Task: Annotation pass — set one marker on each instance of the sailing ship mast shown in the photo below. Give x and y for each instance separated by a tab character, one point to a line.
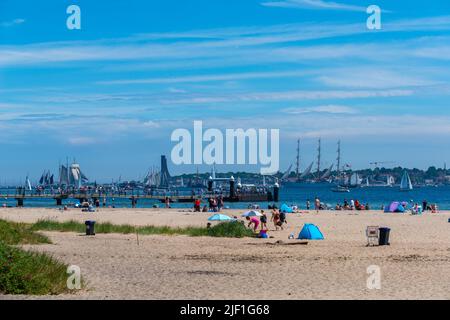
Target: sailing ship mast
339	158
297	170
318	159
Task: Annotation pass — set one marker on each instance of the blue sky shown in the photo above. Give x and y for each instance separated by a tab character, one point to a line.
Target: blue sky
111	93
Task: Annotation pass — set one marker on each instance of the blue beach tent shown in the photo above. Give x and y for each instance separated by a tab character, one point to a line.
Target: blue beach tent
286	209
310	232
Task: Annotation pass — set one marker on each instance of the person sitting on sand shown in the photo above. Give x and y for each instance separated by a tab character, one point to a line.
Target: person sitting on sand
276	219
263	220
197	204
254	221
317	204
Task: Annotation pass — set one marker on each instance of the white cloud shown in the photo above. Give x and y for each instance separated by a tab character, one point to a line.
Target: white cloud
330	109
209	78
79	141
313	4
290	95
12	23
374	78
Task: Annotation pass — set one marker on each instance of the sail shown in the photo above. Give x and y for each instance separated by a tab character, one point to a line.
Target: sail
287	173
307	171
83	177
406	183
327	174
63	175
355	180
28	184
390	181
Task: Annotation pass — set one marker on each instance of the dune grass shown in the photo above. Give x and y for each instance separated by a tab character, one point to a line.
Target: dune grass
26	272
231	230
19	233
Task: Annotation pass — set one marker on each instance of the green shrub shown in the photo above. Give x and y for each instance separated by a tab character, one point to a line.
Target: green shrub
230	230
23	272
19	233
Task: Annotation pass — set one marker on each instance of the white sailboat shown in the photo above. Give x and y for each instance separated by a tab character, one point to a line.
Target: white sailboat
327	174
287	173
406	184
306	172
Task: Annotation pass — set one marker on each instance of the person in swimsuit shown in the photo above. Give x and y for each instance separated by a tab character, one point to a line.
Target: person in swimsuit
263	220
254	221
276	218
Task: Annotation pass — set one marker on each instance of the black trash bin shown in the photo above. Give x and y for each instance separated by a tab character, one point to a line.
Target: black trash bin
90	227
384	236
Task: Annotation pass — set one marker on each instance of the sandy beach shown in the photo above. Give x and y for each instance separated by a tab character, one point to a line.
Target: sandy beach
415	266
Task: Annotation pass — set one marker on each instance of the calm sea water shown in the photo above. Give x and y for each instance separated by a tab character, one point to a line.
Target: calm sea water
298	194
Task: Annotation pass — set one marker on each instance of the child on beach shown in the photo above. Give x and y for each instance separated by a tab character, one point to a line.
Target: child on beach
254	221
263	220
276	219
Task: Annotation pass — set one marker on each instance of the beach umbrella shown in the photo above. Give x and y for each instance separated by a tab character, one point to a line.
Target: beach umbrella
219	217
252	213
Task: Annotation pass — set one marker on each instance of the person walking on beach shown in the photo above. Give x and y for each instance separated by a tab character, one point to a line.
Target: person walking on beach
317	204
276	219
282	219
221	205
425	205
263	220
254	221
197	204
167	202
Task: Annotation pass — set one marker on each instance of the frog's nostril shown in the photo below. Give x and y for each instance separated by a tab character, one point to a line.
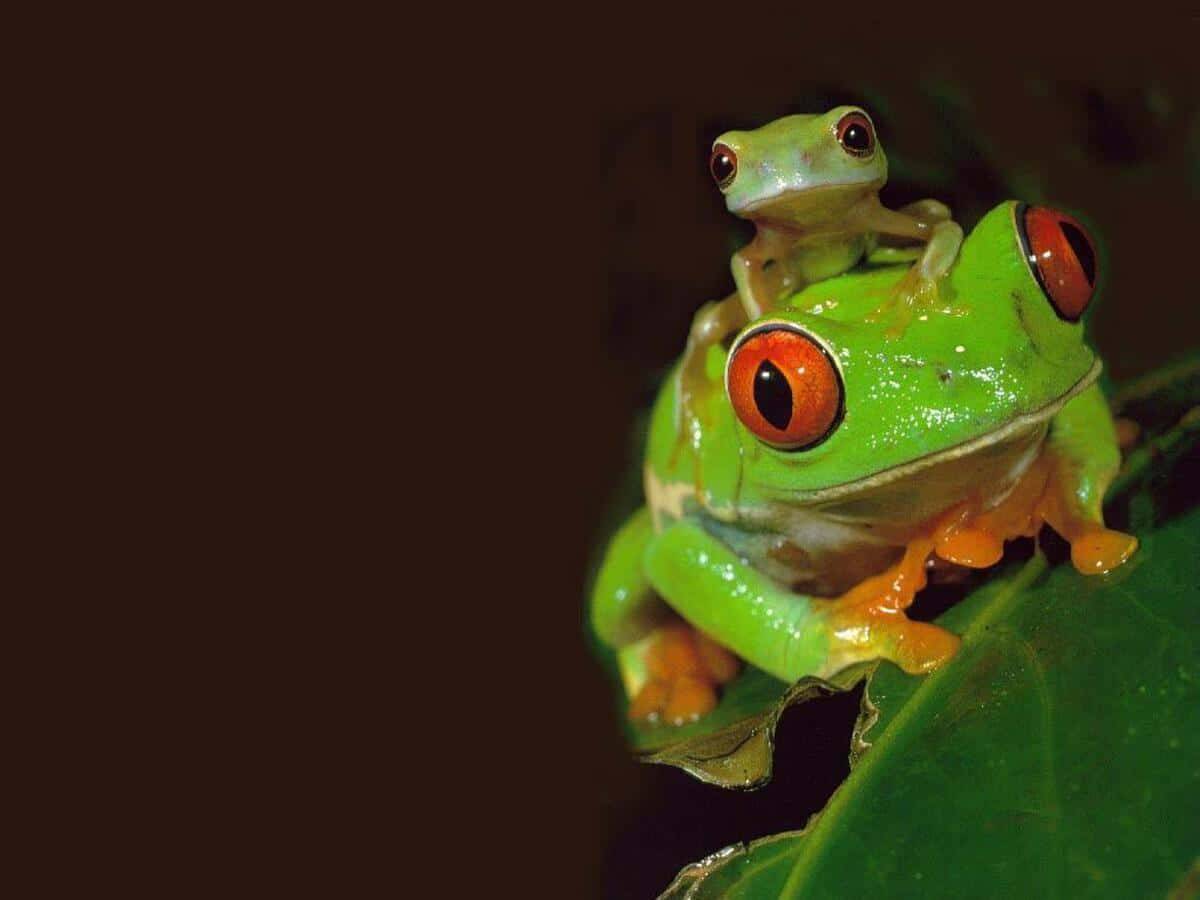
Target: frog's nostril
1061	256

########

Brief: Please set down the whole listing above word for word, leaving out the pictures.

Answer to the task:
Task: Annotation pass — set one marker on each instance of the sailing ship mast shown in the photo below. Give x and y for each instance separated by a tab character, one point to a line.
Target: sailing ship mast
339	158
297	170
318	159
Task: Annotation pass — set one marker on each instance of the blue sky shown in the photo above. Give x and y for each instance separated by a tab character, one point to a line.
Target: blue sky
111	93
Task: Annotation pass — set one marker on each instance of the blue beach tent shown in the photo above. Give x and y for each instance separated by a tab character, one point to a line.
Target: blue beach tent
286	209
310	232
Task: Annotation pass — set one marker on each instance of the person sitting on sand shown in the photo above. Give x and y for each instance separated by a tab character, one point to a line.
Target: person sitting on sand
276	219
263	220
197	204
254	221
317	204
Task: Annotation pass — set one marker on each instance of the white cloud shown in the photo above. Give x and y for each instance separated by a tab character, one point to a line.
Target: white cloud
330	109
209	78
79	141
313	4
290	95
12	23
374	78
Task: Annotation pass — set one marker on each instance of the sail shown in the photo above. Give x and y for each instance separated by a tab character, one point to a line.
Target: sail
287	173
307	171
83	177
406	183
327	174
63	175
355	180
28	184
390	181
Task: Annotation pass — set one marker on each instance of the dune grass shown in the photo above. Give x and y for each instance separated by a tab character, one point to a line.
Target: dune grass
26	272
231	230
19	233
Task: Annotation pass — set one marker on each instance of the green shrub shown in the photo above. Give x and y for each instance separated by a tab character, one point to a line.
Target: green shrub
230	230
23	272
19	233
Task: Annotation pass — set one marker on each instance of the white sailboat shown in the photo above. Give x and y for each instance separated by a tab character, one point to a line.
Target: white sailboat
327	174
287	173
406	184
306	172
Task: Annotation pass — set one marker on each instance of the person in swimsuit shown in the photo above. Give x and y for each instance separated by a tab character, one point to a line.
Target: person in swimsuit
263	220
254	221
276	218
Task: Annotation pass — set one marker on each instance of the black trash bin shown in the photo above. Give x and y for each instance separated by a tab character, one point to a line.
Target: black trash bin
90	227
384	236
Task: Annotation pass — set one marker on each instance of the sandy beach shown in the photo above. Give x and y for each instance separated by a tab character, one point to a line.
Target: sandy beach
415	266
Task: Annotation pass — set one marker on each instance of the calm sea water shown in the photo above. Give x and y for each instance separated by a tab character, one point to a line.
Target: calm sea water
298	194
Task: Annotation pass — set one marker on each instance of the child on beach shown in the photo above. Give x and y for each instance separated by a tab character, one point to a line.
Target: child on beach
254	221
263	220
276	219
Task: Annotation pass — set one marker on each instance of the beach umbrella shown in the photo above. Give x and y for each instance separated by a tab character, one point to a line.
Target: beach umbrella
219	217
252	213
Task: Annotation pass — set one marker on each instance of the person walking on beach shown in the photo above. Give x and y for each instance separated by a tab character, one point to a line.
Target: person walking on beach
317	204
276	219
282	219
221	205
425	205
263	220
254	221
197	204
167	202
Task: Annotation pass — set one marker on each instance of the frog's nostril shown in the photo below. Give x and y for each instance separated by a tab character, one point to a line.
Target: frog's nostril
1061	256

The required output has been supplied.